America — land of the fee

 

The recent report of a woman arrested over an unpaid medical bill highlights fundamental and disturbing differences between the US and the UK, in both the medical and legal fields.

An article by a barrister published in the now long defunct Daily Herald of February 24, 1961 reported that 100 people a week were gaoled for debt in 1959, including (recently) a widow with five children. 5,355 English debtors were sent to prison.

The March 4 issue reported that a man was arrested by bailiffs and gaoled over a debt without his wife being informed. She called in the police. Likewise, a Mrs Lydia Bell, was gaoled over a debt of £4.11s without her family being informed.

Our ancestors had it much worse of course, but people are no longer thrown into gaol in Britain over civil debts. It shouldn’t happen in America either, but it is, the recent report of a woman arrested over an unpaid medical bill is surely as bad an advertisement for the land of the fee – sorry, free – as it is for the American medical profession.

To see how debts are chased legally in Britain, check out the latter day sheriffs.

LISTED ENTRIES
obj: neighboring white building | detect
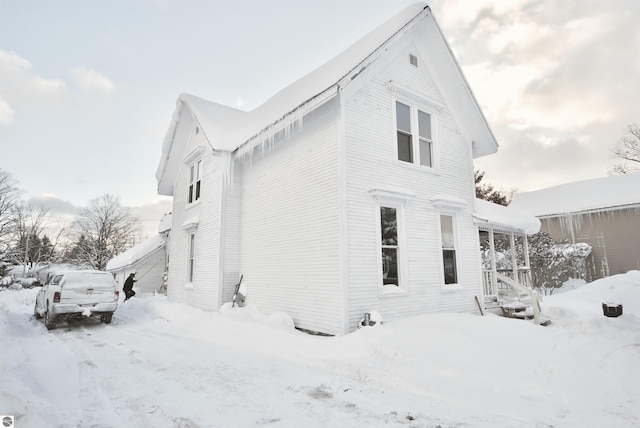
[510,172,640,281]
[157,4,539,334]
[106,214,171,293]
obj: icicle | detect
[220,151,235,189]
[235,104,308,163]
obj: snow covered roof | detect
[156,3,498,195]
[106,235,165,271]
[509,172,640,217]
[473,198,540,235]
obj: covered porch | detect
[474,199,542,324]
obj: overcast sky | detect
[0,0,640,227]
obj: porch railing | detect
[482,268,533,296]
[482,268,542,324]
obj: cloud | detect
[432,0,640,191]
[0,49,66,101]
[0,98,14,125]
[69,67,116,94]
[29,194,80,217]
[131,198,173,237]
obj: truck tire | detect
[100,312,113,324]
[44,308,56,330]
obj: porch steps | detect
[484,293,551,326]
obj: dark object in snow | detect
[358,311,382,328]
[602,302,622,318]
[231,275,247,308]
[122,272,137,302]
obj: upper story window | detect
[396,101,434,168]
[440,214,458,285]
[189,159,202,204]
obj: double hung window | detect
[396,101,434,168]
[187,232,196,282]
[380,206,400,285]
[440,214,458,285]
[189,159,202,204]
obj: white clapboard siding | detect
[167,130,221,310]
[239,100,342,334]
[345,45,480,330]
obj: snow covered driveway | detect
[0,272,640,428]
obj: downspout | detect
[489,227,498,296]
[337,92,350,335]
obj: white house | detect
[157,4,539,334]
[106,214,171,293]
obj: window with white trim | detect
[380,206,400,285]
[189,159,202,204]
[187,232,196,283]
[396,101,434,168]
[440,214,458,285]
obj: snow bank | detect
[0,271,640,428]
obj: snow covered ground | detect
[0,271,640,428]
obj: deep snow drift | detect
[0,271,640,428]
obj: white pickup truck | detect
[33,270,120,330]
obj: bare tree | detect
[12,203,50,276]
[612,123,640,174]
[473,170,515,206]
[0,169,20,247]
[69,194,140,270]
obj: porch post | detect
[523,234,531,269]
[509,232,520,282]
[489,228,498,295]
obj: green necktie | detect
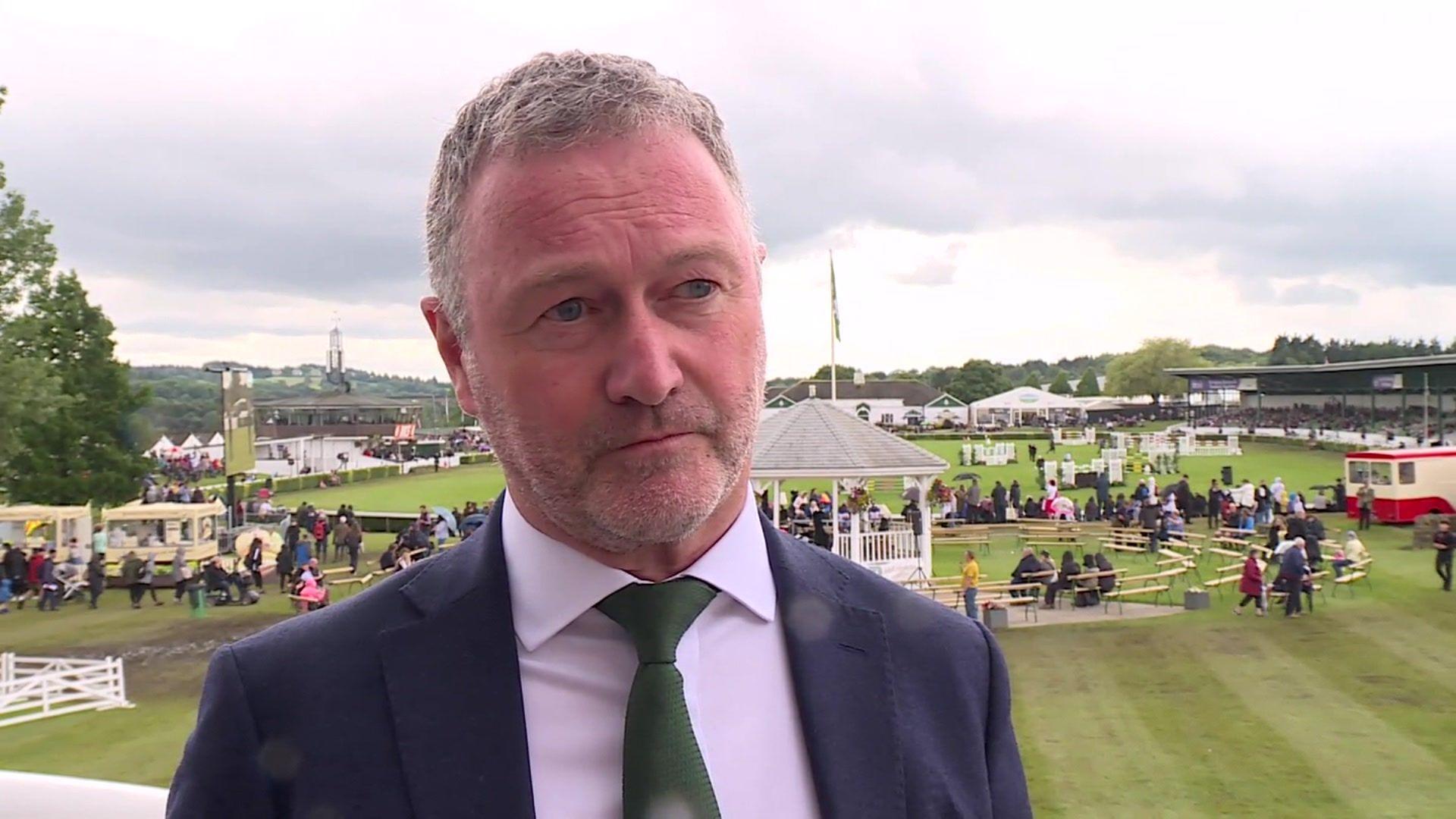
[597,577,719,819]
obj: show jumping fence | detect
[0,651,134,729]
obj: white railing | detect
[0,651,133,727]
[834,528,920,566]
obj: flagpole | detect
[828,251,839,402]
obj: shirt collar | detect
[500,490,777,651]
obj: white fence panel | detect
[0,651,133,727]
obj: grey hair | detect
[425,51,753,334]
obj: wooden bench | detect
[1102,583,1174,613]
[1331,557,1374,598]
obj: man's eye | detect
[677,278,718,299]
[546,299,587,324]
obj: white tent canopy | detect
[971,386,1086,425]
[750,400,948,580]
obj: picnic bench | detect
[1332,557,1374,598]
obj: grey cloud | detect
[8,29,1456,307]
[891,242,965,287]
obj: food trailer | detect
[1345,446,1456,523]
[100,501,224,574]
[0,503,92,563]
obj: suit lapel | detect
[380,503,535,819]
[763,519,905,819]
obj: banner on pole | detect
[223,370,256,475]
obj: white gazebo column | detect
[915,475,934,577]
[828,478,845,557]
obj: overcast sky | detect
[0,0,1456,376]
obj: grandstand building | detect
[1166,354,1456,443]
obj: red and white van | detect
[1345,446,1456,523]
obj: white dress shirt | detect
[504,493,818,819]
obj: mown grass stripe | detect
[1102,629,1354,817]
[1209,623,1453,816]
[1016,640,1195,816]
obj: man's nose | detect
[607,309,682,406]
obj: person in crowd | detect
[121,552,147,609]
[0,541,29,609]
[293,532,315,567]
[1010,547,1041,598]
[1235,506,1254,538]
[1209,478,1223,529]
[429,517,450,554]
[1254,479,1274,523]
[1279,538,1309,618]
[1304,510,1328,571]
[992,481,1006,523]
[202,557,234,605]
[86,549,106,609]
[1431,520,1456,592]
[141,552,162,606]
[1356,478,1374,529]
[344,516,364,574]
[334,507,350,563]
[39,549,61,612]
[1329,532,1370,577]
[961,549,981,620]
[243,538,264,595]
[1233,549,1268,617]
[1284,510,1309,541]
[92,523,111,561]
[1166,510,1188,538]
[1097,552,1117,595]
[1264,516,1284,551]
[1048,549,1082,605]
[1037,549,1059,609]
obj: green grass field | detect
[0,444,1456,817]
[277,438,1344,512]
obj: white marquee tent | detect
[750,398,946,580]
[971,386,1086,427]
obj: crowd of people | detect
[1195,400,1456,443]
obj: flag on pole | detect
[828,251,840,341]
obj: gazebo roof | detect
[971,386,1082,413]
[750,400,949,479]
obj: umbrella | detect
[435,506,460,535]
[460,512,486,535]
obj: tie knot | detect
[597,577,718,663]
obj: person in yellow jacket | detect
[961,549,981,620]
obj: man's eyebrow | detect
[663,243,734,267]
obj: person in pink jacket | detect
[1233,549,1264,617]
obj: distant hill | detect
[131,362,453,444]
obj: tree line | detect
[0,87,147,503]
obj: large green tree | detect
[1105,338,1209,403]
[1046,370,1072,395]
[0,87,146,503]
[942,359,1010,403]
[5,271,147,504]
[0,86,61,469]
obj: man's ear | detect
[419,296,481,419]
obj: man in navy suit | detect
[169,52,1031,819]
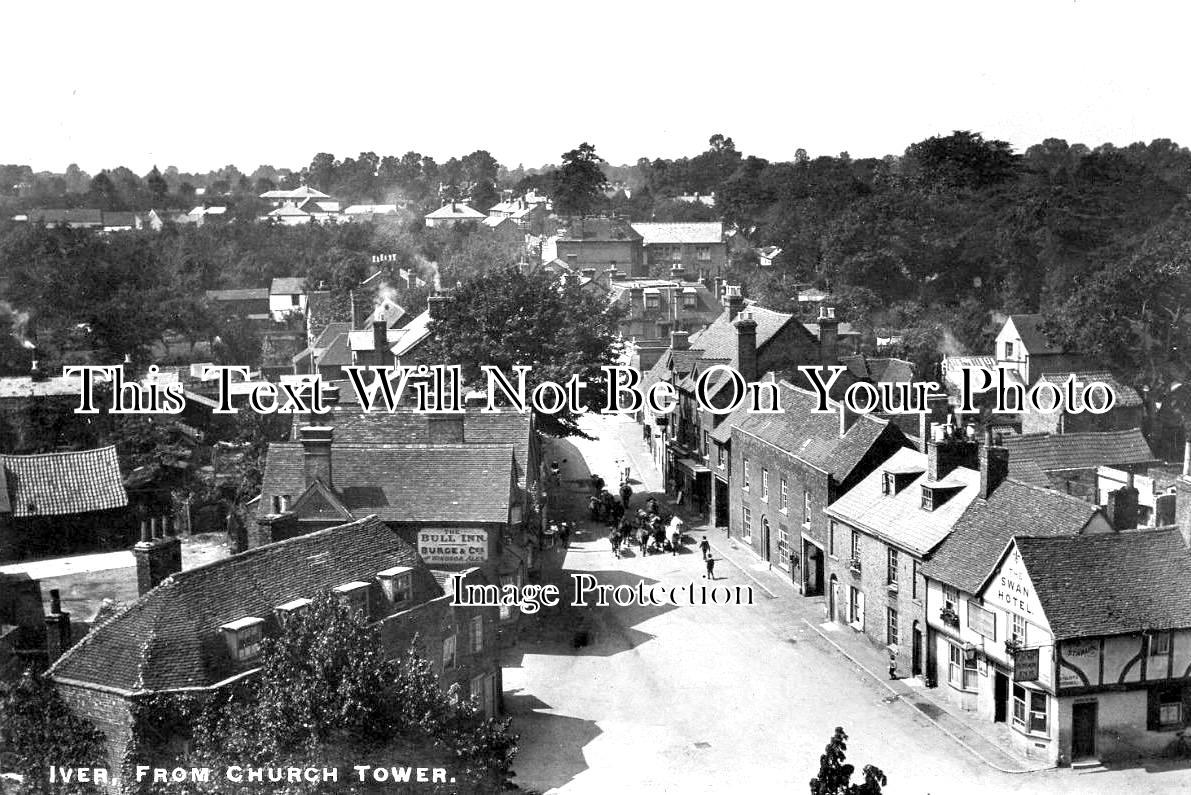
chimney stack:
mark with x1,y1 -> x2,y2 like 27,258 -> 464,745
818,306 -> 840,367
732,314 -> 756,382
132,518 -> 182,596
298,425 -> 335,488
45,588 -> 73,665
980,427 -> 1009,500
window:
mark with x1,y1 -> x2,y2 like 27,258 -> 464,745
1014,684 -> 1047,734
848,586 -> 865,631
947,644 -> 977,690
943,586 -> 960,614
1009,613 -> 1025,646
472,615 -> 484,653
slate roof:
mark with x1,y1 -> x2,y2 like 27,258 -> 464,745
269,276 -> 306,295
0,446 -> 129,518
50,518 -> 442,693
630,221 -> 724,245
260,440 -> 513,522
1003,428 -> 1158,472
990,530 -> 1191,640
922,476 -> 1099,594
1039,370 -> 1141,411
825,447 -> 980,556
1009,314 -> 1064,356
712,381 -> 900,480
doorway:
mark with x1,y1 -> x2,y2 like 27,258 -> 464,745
910,621 -> 922,676
992,671 -> 1009,724
1071,701 -> 1096,760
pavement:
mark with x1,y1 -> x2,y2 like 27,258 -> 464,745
504,418 -> 1191,795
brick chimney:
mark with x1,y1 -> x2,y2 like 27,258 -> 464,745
298,425 -> 335,488
732,314 -> 756,381
724,284 -> 744,320
981,428 -> 1009,500
818,306 -> 840,367
45,588 -> 74,665
1104,472 -> 1137,531
132,517 -> 182,596
927,421 -> 980,481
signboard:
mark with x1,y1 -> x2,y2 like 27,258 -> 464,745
418,530 -> 488,563
1014,649 -> 1039,682
967,600 -> 997,640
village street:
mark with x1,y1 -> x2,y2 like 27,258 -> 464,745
504,418 -> 1191,794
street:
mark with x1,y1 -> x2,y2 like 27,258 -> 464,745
504,417 -> 1191,794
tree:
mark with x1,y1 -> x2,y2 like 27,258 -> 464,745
0,672 -> 106,793
810,726 -> 887,795
553,142 -> 607,218
425,268 -> 619,436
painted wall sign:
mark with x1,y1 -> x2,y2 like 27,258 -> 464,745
418,530 -> 488,563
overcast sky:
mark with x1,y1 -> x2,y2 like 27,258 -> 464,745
0,0 -> 1191,174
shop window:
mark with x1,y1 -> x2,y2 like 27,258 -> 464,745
1014,684 -> 1047,734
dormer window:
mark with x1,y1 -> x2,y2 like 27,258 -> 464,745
273,599 -> 310,628
219,615 -> 264,663
331,581 -> 368,621
376,565 -> 413,605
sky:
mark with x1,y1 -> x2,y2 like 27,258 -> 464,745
0,0 -> 1191,174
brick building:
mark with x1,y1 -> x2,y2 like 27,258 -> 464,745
713,382 -> 909,596
49,517 -> 501,771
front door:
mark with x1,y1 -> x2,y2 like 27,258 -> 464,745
1071,701 -> 1096,759
992,671 -> 1009,724
910,621 -> 922,676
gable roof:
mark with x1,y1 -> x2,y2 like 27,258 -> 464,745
50,517 -> 442,693
825,447 -> 980,555
989,530 -> 1191,640
630,221 -> 724,245
260,442 -> 513,522
712,381 -> 912,481
0,446 -> 129,518
1006,314 -> 1064,356
922,476 -> 1099,594
1002,428 -> 1158,472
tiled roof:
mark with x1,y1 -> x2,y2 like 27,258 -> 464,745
827,447 -> 980,555
1039,370 -> 1141,411
631,221 -> 724,245
0,446 -> 129,518
712,381 -> 912,481
922,476 -> 1099,594
1000,530 -> 1191,639
1009,314 -> 1064,356
50,519 -> 442,691
269,276 -> 306,295
1003,428 -> 1156,472
261,442 -> 513,522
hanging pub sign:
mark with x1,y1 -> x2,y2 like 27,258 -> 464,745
1014,649 -> 1039,682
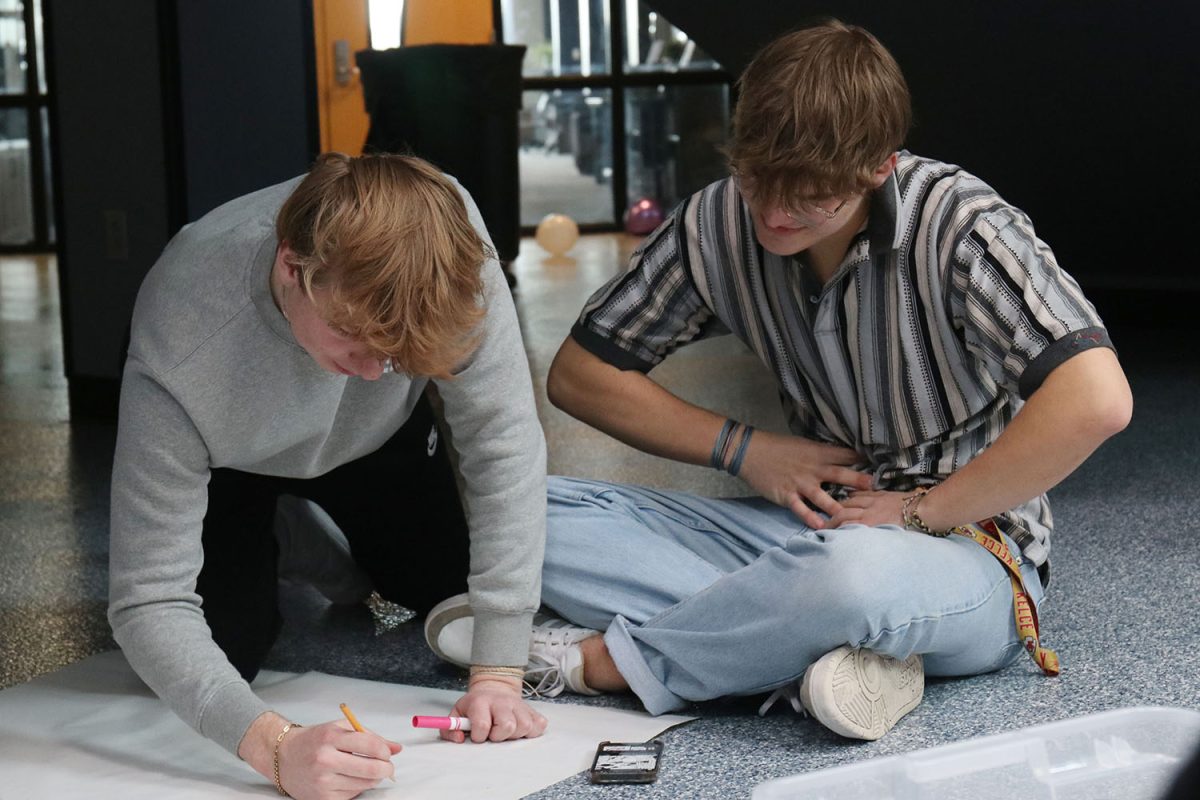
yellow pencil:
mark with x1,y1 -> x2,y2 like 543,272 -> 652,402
338,703 -> 362,733
337,703 -> 396,783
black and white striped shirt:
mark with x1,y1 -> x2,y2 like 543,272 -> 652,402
571,152 -> 1111,575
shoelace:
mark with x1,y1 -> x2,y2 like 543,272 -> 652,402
758,680 -> 809,717
522,620 -> 590,697
521,654 -> 566,697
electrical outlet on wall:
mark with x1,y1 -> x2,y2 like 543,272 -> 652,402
104,209 -> 130,261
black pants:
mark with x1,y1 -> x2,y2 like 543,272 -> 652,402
196,397 -> 469,680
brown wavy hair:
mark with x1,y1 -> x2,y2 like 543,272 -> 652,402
275,152 -> 494,378
726,19 -> 912,207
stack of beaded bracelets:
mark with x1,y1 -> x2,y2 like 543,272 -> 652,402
900,486 -> 950,536
708,420 -> 754,477
275,722 -> 304,798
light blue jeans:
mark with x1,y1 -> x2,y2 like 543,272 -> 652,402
542,477 -> 1042,714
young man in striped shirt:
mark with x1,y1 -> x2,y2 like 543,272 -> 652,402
433,22 -> 1132,739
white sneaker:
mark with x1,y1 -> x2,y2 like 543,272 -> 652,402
526,614 -> 600,697
800,646 -> 925,740
425,593 -> 475,669
272,494 -> 374,604
425,594 -> 600,697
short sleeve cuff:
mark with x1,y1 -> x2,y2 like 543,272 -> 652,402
571,323 -> 658,373
1018,326 -> 1116,399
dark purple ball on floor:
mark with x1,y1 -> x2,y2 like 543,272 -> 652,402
625,197 -> 662,236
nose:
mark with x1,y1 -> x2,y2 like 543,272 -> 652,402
762,205 -> 802,228
354,354 -> 383,380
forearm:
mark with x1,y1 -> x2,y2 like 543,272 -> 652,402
546,338 -> 725,465
919,349 -> 1133,530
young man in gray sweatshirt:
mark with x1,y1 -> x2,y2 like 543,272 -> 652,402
109,154 -> 546,798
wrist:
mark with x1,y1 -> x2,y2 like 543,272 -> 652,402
238,711 -> 288,777
467,674 -> 524,694
900,486 -> 950,536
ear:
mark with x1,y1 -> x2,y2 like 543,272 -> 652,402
274,241 -> 300,285
872,152 -> 896,188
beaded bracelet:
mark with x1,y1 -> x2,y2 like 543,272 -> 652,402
470,664 -> 524,680
275,722 -> 304,798
900,486 -> 950,537
725,425 -> 754,477
708,420 -> 738,469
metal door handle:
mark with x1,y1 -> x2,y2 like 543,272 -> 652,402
334,38 -> 356,86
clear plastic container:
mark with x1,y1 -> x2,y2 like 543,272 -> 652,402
754,708 -> 1200,800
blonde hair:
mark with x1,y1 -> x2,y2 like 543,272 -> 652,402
275,152 -> 493,377
726,19 -> 912,207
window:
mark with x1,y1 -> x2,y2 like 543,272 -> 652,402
500,0 -> 732,230
0,0 -> 54,252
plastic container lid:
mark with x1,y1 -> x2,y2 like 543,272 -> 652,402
752,706 -> 1200,800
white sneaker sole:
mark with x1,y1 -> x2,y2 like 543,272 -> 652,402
800,646 -> 925,741
425,593 -> 475,669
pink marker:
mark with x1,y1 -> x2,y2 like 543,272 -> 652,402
413,717 -> 470,730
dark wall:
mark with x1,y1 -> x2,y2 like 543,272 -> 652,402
44,0 -> 318,415
652,0 -> 1200,291
44,0 -> 170,393
176,0 -> 319,221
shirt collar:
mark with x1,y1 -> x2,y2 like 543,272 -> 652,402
863,169 -> 902,255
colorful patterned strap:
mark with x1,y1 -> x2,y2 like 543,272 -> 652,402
952,519 -> 1058,678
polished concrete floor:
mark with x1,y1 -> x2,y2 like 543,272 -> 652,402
0,236 -> 1200,800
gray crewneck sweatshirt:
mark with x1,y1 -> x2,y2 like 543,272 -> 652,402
109,179 -> 546,753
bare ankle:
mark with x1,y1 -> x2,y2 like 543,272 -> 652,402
580,636 -> 629,692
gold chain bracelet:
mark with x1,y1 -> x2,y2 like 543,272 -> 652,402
275,722 -> 304,798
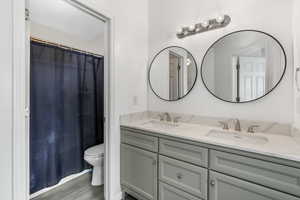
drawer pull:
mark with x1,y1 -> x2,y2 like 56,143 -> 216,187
176,173 -> 183,180
210,180 -> 216,187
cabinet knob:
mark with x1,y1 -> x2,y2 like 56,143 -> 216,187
176,173 -> 183,180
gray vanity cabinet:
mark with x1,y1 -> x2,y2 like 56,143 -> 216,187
209,171 -> 299,200
121,128 -> 300,200
159,182 -> 201,200
121,144 -> 158,200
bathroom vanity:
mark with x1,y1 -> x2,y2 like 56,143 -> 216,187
121,120 -> 300,200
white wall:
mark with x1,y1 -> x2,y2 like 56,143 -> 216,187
293,0 -> 300,129
148,0 -> 293,123
0,0 -> 148,200
30,21 -> 105,55
0,0 -> 13,200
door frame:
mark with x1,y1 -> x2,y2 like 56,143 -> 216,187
11,0 -> 117,200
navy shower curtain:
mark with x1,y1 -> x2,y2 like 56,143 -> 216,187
30,41 -> 104,193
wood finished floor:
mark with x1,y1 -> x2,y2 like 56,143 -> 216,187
32,173 -> 104,200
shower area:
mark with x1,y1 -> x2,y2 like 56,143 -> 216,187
29,0 -> 104,199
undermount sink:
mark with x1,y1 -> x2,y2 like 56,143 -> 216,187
206,130 -> 268,145
142,120 -> 179,128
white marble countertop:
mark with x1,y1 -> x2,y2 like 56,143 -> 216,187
121,119 -> 300,162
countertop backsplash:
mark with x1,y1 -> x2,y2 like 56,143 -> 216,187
120,111 -> 292,137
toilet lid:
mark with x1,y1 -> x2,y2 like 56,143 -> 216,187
84,144 -> 104,157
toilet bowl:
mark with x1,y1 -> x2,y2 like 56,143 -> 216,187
84,144 -> 104,186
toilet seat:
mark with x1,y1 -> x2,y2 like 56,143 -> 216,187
84,144 -> 104,158
84,144 -> 104,186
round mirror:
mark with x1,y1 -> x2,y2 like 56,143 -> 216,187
201,30 -> 286,103
148,46 -> 198,101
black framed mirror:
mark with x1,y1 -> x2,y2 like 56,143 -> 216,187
201,30 -> 287,103
148,46 -> 198,101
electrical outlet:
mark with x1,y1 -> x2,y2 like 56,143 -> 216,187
132,96 -> 139,106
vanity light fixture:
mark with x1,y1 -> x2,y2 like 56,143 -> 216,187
177,15 -> 231,39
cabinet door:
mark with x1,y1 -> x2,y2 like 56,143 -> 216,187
121,144 -> 158,200
159,182 -> 202,200
209,171 -> 300,200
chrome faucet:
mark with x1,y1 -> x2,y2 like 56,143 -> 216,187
163,112 -> 172,122
233,119 -> 242,132
158,112 -> 172,122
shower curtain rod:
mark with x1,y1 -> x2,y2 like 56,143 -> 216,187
30,37 -> 103,58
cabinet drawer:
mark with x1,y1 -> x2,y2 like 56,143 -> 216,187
209,172 -> 300,200
159,182 -> 201,200
159,139 -> 208,167
210,151 -> 300,196
159,156 -> 207,199
121,130 -> 158,152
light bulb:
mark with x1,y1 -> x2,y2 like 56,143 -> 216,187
189,25 -> 195,32
216,15 -> 225,24
201,21 -> 209,28
177,28 -> 183,35
186,58 -> 192,66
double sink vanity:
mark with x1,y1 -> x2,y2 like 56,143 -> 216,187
121,114 -> 300,200
121,28 -> 300,200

EXERCISE
Continue the article comparing how Britain and America treat people over unpaid debts, starting after its final sentence.

WRITTEN ANSWER
The BBC Panorama programme on poverty in America screened in February contained many harrowing sights and stories, none more than that of the far from young homeless man who was walking around in desperate need of surgery for a hernia. His intestines were literally hanging out, and without an operation – that would have cost well into 5 figures – he was at risk from infection, not to mention the constant pain he was in. That shameful situation would never happen in Britain, nor would a woman have been arrested for non-payment of a medical bill, because unless she elected to “go private”, most treatments of that nature, including screening, are free at the point of use. The Government realises that for some services, the tragedy of the commons does not apply, and to charge people at the point of service is a false economy. All that happens is that poor people especially pay less attention to their health and welfare than they should, and this ends up costing the state a lot more in the long or even medium term

The US – all its states – must stop using the criminal law to persecute debtors. In view of the countless billions the banks have plundered from the country, this is grossly immoral. Also, whether or not people like the reforms Obama is trying to force through, something must be done about both the healthcare of the very poor, and the crippling medical bills that at times reduce even the relatively well off to abject poverty. To reform this dreadful system is not socialism as so many claim. As Anatole France put it: “The law, in its majestic equality, forbids the rich as well as the poor to sleep under bridges, to beg in the streets, and to steal bread.”